**Task to complete**. Exactly how many lines in the data below contain the string "resolution"? Give that number and nothing else.

**Information supplied**.
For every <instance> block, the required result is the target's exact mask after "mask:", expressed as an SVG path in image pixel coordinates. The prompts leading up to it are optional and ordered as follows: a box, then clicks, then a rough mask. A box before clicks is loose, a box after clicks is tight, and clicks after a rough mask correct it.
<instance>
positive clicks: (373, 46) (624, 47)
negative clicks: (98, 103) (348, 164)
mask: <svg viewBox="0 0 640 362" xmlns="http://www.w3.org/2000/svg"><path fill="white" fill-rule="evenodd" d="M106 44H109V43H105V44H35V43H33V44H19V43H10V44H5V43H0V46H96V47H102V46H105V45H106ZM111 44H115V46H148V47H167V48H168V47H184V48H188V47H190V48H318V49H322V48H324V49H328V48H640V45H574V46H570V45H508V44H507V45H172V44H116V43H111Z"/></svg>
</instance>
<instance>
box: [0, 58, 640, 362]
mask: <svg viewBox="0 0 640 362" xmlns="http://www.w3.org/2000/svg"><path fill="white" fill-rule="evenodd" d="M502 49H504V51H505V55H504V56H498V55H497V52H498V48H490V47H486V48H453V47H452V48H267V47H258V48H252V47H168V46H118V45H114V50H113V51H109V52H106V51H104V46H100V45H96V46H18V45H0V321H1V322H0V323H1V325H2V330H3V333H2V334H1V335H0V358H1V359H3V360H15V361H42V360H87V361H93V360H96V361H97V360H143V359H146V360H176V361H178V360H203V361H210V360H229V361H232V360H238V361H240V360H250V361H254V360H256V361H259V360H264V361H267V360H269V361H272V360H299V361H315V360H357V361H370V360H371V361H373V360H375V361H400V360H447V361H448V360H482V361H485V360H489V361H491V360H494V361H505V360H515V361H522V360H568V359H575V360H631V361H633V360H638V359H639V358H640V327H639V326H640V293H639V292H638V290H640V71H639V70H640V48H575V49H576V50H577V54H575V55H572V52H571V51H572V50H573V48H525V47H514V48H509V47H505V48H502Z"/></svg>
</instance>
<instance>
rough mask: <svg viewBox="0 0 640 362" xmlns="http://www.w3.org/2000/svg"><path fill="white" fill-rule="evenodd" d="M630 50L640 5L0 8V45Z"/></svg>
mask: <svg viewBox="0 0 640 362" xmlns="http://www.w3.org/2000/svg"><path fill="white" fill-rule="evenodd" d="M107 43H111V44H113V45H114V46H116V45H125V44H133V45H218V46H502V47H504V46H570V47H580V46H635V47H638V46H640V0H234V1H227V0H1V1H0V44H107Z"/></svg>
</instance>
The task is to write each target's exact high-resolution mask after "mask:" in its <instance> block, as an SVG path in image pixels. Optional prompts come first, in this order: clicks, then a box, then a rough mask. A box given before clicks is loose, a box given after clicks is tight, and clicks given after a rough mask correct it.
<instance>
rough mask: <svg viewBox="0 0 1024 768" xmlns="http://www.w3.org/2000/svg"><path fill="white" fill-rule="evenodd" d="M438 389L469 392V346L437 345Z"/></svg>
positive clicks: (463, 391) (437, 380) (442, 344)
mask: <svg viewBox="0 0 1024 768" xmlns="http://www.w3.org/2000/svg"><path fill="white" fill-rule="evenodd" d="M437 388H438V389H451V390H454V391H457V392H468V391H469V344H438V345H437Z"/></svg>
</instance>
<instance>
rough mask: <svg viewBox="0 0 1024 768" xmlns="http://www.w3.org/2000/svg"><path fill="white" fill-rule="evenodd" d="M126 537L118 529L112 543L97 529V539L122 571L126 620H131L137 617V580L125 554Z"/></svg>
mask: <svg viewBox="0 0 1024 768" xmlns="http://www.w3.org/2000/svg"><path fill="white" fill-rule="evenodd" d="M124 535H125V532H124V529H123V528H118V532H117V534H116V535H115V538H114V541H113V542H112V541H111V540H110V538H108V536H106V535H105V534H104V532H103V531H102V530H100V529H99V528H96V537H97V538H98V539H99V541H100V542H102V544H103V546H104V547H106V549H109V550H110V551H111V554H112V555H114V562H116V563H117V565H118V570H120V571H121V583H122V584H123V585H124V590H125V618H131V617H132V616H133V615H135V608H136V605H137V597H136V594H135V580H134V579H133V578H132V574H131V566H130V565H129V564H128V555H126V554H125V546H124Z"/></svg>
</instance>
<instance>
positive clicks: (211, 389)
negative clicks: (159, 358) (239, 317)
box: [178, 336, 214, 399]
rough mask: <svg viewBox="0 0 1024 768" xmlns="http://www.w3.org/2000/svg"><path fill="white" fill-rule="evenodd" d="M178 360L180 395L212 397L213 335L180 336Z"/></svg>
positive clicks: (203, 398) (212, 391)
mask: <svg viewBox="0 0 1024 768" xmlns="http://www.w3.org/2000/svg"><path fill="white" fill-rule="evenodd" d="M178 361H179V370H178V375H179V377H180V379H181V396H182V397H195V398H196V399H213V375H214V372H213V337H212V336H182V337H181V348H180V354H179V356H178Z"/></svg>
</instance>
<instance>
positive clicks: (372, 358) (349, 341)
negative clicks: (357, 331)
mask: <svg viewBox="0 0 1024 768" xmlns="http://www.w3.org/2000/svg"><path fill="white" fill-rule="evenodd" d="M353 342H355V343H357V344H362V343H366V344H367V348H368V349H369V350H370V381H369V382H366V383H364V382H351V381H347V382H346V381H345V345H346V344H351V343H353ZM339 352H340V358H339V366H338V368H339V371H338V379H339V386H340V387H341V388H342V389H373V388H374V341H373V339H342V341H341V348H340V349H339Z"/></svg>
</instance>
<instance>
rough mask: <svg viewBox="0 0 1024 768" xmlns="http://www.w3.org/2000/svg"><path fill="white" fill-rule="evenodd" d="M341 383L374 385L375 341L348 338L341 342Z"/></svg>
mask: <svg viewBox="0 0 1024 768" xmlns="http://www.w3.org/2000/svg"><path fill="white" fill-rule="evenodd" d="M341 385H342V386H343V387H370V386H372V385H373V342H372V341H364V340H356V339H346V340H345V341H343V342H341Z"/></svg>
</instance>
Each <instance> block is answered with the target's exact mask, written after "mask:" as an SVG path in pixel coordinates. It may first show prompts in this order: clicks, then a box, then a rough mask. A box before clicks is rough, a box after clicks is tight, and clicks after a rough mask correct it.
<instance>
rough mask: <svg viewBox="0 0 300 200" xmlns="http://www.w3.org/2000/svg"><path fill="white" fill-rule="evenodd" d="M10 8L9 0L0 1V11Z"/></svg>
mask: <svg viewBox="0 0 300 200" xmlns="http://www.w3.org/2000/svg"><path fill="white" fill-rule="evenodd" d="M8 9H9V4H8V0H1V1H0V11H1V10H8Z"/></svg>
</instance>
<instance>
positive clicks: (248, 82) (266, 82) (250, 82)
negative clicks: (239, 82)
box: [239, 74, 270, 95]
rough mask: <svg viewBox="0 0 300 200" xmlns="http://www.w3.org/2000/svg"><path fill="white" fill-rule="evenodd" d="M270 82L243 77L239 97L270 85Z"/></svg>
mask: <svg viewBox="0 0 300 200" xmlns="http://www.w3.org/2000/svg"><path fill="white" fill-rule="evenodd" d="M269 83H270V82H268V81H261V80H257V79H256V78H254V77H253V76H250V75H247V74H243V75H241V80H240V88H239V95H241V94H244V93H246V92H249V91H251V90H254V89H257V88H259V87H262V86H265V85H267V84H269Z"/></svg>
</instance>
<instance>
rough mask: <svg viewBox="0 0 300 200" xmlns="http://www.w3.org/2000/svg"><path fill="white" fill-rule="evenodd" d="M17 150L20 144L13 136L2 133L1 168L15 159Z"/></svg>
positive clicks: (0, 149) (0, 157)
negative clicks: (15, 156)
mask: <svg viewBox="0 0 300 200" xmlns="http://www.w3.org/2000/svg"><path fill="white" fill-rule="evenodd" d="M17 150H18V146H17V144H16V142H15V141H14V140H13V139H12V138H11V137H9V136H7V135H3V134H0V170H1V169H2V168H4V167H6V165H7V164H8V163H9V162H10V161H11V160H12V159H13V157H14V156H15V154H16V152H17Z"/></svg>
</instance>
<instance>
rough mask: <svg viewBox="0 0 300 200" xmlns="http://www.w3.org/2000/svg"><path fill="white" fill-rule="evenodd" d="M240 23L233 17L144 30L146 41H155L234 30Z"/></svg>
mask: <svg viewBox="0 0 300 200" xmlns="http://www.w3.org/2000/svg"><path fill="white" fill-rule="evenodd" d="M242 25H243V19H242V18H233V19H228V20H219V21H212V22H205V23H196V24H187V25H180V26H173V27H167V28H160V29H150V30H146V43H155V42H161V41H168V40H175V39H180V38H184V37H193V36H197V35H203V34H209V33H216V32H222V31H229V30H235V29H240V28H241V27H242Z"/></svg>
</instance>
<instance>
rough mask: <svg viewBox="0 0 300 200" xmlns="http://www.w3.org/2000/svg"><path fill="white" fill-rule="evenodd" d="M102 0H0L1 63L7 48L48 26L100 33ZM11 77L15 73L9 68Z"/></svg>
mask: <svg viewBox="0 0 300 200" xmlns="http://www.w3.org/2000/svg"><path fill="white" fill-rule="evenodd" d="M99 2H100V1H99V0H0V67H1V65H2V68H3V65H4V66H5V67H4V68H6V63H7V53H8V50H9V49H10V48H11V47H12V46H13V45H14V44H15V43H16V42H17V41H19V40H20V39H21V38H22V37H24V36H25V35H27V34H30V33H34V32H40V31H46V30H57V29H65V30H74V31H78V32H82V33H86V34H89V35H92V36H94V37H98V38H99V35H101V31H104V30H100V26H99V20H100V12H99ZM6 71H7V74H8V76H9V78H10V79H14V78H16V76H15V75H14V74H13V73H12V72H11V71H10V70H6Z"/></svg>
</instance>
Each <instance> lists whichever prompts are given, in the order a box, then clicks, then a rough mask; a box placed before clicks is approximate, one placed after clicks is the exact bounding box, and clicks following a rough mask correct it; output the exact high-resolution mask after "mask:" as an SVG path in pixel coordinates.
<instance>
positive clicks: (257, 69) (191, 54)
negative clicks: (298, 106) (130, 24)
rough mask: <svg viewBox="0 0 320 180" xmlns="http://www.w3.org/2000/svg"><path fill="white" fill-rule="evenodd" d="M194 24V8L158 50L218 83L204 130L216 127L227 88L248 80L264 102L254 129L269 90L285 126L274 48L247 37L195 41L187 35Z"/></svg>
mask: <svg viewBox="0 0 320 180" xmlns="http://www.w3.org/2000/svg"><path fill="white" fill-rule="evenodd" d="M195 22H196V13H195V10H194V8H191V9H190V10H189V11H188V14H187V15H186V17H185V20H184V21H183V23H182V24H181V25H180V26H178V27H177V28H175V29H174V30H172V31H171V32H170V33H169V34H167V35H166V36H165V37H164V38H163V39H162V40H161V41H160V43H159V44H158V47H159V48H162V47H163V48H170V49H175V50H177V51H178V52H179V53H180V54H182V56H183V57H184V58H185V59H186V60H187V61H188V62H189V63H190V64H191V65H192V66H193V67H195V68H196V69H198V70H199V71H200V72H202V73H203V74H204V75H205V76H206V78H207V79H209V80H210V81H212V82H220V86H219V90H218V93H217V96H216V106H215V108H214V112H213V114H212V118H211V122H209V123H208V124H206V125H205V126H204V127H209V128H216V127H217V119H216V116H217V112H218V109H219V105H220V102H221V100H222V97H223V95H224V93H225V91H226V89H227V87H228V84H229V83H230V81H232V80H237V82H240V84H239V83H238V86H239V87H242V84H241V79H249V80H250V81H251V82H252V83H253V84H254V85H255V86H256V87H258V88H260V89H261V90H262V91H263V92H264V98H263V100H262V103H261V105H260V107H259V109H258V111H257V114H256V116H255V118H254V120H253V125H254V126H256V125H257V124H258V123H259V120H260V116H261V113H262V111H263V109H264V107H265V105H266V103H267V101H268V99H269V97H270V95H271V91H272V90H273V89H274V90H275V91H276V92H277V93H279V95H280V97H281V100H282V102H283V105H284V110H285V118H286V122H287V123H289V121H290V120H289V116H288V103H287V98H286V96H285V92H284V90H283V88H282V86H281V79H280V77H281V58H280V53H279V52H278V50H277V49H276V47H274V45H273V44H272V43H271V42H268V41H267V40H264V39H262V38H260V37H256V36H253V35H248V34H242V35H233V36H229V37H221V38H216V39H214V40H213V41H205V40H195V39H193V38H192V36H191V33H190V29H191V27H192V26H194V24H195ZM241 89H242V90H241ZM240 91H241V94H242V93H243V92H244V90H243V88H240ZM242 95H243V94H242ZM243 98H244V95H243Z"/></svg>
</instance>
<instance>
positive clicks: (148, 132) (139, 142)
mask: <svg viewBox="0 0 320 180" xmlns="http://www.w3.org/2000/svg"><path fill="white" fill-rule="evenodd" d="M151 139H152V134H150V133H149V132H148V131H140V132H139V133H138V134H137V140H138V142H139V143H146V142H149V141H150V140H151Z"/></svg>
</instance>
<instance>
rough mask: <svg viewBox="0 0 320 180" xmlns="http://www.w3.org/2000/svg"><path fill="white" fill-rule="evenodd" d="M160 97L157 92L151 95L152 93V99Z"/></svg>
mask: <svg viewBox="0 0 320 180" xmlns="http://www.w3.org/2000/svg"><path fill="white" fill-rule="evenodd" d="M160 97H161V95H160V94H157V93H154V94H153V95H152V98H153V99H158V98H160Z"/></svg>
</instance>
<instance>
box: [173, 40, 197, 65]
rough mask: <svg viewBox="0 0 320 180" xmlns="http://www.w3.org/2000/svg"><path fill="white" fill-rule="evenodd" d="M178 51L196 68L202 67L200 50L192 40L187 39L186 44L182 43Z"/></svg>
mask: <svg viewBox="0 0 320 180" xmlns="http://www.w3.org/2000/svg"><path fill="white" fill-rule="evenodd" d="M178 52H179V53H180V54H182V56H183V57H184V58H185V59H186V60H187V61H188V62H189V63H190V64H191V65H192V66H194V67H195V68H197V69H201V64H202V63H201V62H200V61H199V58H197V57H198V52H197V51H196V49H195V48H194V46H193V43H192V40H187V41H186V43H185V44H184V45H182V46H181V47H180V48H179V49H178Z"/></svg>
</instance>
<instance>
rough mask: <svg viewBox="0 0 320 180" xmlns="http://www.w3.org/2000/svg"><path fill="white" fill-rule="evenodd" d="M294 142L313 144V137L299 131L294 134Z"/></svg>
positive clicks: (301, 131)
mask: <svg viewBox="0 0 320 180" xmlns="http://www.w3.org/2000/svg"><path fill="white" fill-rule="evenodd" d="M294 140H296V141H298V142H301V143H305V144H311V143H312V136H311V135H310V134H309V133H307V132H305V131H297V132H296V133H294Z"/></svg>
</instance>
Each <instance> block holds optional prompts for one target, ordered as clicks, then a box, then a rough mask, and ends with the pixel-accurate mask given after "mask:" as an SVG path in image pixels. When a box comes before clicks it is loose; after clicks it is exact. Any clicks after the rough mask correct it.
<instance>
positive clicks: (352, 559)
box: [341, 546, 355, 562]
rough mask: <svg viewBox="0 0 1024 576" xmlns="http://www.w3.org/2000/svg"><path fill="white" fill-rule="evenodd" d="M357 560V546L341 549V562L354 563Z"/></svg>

**Answer to this task**. 2